**STATED EXERCISE**
Render each line of the rows below as a JSON list of strings, one string per line, omitting blank lines. Leave the pictures out of the output.

*** ENTRIES

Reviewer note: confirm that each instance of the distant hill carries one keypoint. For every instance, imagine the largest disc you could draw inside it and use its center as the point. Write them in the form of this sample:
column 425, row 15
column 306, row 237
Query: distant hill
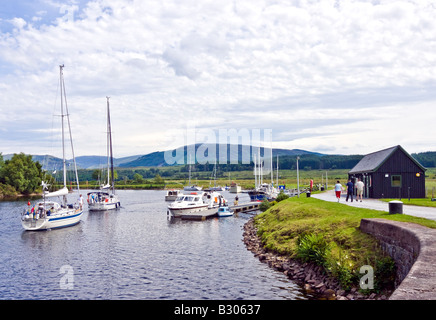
column 427, row 159
column 157, row 159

******

**TASK ANSWER**
[
  "Reviewer note: confirm that each instance of the distant hill carries one keypoint. For every instance, imagine the largest disc you could draw inside it and use its center as the point. Write them in the form of this sample:",
  "column 425, row 15",
  "column 306, row 237",
  "Query: distant hill",
  "column 427, row 159",
  "column 157, row 159"
]